Some records:

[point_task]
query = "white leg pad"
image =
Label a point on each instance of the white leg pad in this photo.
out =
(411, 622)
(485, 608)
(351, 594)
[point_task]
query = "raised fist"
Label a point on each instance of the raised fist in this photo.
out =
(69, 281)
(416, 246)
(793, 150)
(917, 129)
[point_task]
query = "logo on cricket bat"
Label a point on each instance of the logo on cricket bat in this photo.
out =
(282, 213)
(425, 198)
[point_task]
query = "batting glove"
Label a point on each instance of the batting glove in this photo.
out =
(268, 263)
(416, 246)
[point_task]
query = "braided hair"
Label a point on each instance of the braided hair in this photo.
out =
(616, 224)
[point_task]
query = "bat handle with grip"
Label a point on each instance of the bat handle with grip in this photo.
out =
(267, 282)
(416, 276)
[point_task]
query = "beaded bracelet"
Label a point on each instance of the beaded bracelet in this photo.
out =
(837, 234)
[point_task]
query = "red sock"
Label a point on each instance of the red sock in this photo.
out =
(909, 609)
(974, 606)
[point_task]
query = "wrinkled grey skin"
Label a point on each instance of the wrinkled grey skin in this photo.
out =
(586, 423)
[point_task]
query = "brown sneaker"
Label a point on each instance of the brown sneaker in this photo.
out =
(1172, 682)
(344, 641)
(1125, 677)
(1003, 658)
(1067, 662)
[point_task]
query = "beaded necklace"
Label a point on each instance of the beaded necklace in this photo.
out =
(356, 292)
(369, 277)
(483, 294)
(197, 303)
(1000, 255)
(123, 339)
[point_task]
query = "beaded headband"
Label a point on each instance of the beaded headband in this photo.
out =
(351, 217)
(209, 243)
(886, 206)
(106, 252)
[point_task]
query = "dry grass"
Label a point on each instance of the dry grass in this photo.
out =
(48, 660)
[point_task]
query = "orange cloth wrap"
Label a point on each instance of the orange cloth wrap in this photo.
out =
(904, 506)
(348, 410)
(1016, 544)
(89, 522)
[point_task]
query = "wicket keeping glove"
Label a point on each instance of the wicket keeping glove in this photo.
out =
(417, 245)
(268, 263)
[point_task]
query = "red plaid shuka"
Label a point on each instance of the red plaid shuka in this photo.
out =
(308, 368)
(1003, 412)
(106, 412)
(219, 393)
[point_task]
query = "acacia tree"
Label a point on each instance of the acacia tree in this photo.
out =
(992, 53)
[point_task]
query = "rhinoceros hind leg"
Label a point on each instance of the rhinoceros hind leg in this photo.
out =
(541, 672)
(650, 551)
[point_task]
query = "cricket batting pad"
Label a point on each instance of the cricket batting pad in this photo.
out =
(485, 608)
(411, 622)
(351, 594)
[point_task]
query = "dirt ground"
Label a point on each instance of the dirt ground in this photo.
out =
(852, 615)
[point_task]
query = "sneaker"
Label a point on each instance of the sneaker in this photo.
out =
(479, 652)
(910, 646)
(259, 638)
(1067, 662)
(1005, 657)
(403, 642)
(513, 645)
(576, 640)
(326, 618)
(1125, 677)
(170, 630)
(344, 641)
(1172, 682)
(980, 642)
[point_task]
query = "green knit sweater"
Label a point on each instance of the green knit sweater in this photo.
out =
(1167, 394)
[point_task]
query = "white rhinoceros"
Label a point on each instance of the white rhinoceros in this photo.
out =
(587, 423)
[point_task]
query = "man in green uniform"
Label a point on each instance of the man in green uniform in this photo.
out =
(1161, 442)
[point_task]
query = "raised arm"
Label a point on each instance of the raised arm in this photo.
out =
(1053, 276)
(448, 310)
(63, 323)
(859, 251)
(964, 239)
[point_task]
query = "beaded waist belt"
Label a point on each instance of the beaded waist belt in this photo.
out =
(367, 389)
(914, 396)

What you have to do> Transcribe the data. Leave every line exactly as it is.

Answer to this task>
[point_task]
query = "white leg pad"
image =
Label a point on each instance of the white leg pad in this photo.
out =
(411, 622)
(485, 608)
(351, 594)
[point_task]
query = "raised fist"
Label a point on each instance of the raised fist in this photo.
out =
(69, 281)
(416, 246)
(793, 150)
(917, 129)
[point_task]
query = "logo on cricket bat"
Label a point on each instance of the logo on cricket bat in this photo.
out =
(282, 213)
(425, 198)
[point_task]
query = "batting glove"
Label a point on each instance of the batting glove in this photo.
out =
(268, 263)
(416, 246)
[point_task]
query = "braided hair"
Label a point on each instance of the braided hair in this photo.
out =
(616, 224)
[point_task]
query = "bat handle with grip"
Label a point on each instance of the bat handle with grip in this photo.
out =
(267, 282)
(416, 276)
[point_task]
query = "beaded bracelet"
Label a point on each instance of the beaded bracelet in this photo.
out =
(837, 234)
[point_task]
query = "red sock"
Label a point on each instance of the red sock in this photo.
out =
(909, 609)
(974, 606)
[point_task]
query = "wrinkled grey skin"
Label a point on each instance of the wrinkled grey skin in this photo.
out =
(586, 423)
[point_task]
query = "brown sneaker"
Label a point on each instance of the brown sneaker in this photo.
out =
(1172, 682)
(344, 641)
(1125, 677)
(1003, 658)
(1067, 662)
[point_task]
query = "beaded necklace"
Label a point on each instance of the beaded necklace in this photo.
out =
(356, 292)
(369, 277)
(483, 294)
(197, 303)
(1000, 255)
(123, 339)
[point_task]
query = "beaded headband"
Label a point on each instance of the beaded headband in this photo.
out =
(351, 217)
(209, 243)
(886, 206)
(106, 252)
[point_task]
query = "dry grass"
Label a point on each instance of the dry grass in this photo.
out =
(48, 660)
[point_task]
query = "orange cloth wrap"
Label a point on each instance of the orange cloth wrap in this photo.
out =
(904, 506)
(348, 410)
(1016, 544)
(89, 522)
[point_task]
query = "wicket keeping glove"
Label a point on each instance of the wicket keeping glove in this photo.
out =
(417, 245)
(268, 263)
[point_task]
query = "red plaid shuka"
Label a point on each instance of the red plaid shuka in this photo.
out =
(308, 368)
(1003, 412)
(106, 412)
(219, 393)
[point_task]
query = "acacia tree"
Label a point on each instance of the acacia tree in this photo.
out =
(992, 53)
[point_task]
query = "rhinoceros hind leg"
Label a point on each instance of the rhinoceros hind leg in this photo.
out =
(541, 672)
(650, 551)
[point_task]
query = "cricket batting pad"
Label a point on each instance of the cricket batting pad in this photo.
out =
(485, 608)
(411, 622)
(351, 594)
[point_task]
query = "dirt ground"
Label a point on each instance of the dirt ground in this photo.
out =
(852, 615)
[point_task]
query = "sneaker"
Label a point on each instance of the sneaker in this photo.
out =
(479, 652)
(910, 646)
(259, 638)
(1067, 662)
(1005, 657)
(403, 642)
(513, 645)
(576, 640)
(326, 618)
(1125, 677)
(170, 630)
(344, 641)
(1172, 682)
(980, 642)
[point_task]
query = "green knit sweater"
Label a point on each instance of the green knit sweater in this photo.
out =
(1167, 394)
[point_task]
query = "white rhinoceros"
Label a point on each instance of the white rhinoceros in this photo.
out =
(587, 423)
[point_task]
query = "man in green uniform"
Label a point on each instance of the man in green uniform in this photo.
out =
(1161, 442)
[point_task]
query = "raised arm"
Label a point on each instance of the raised arm in this photo.
out =
(1053, 276)
(448, 310)
(63, 323)
(859, 251)
(964, 239)
[point_task]
query = "beaded waist belt"
Label a point on each instance of the beaded waist belt in this photo.
out =
(367, 389)
(914, 396)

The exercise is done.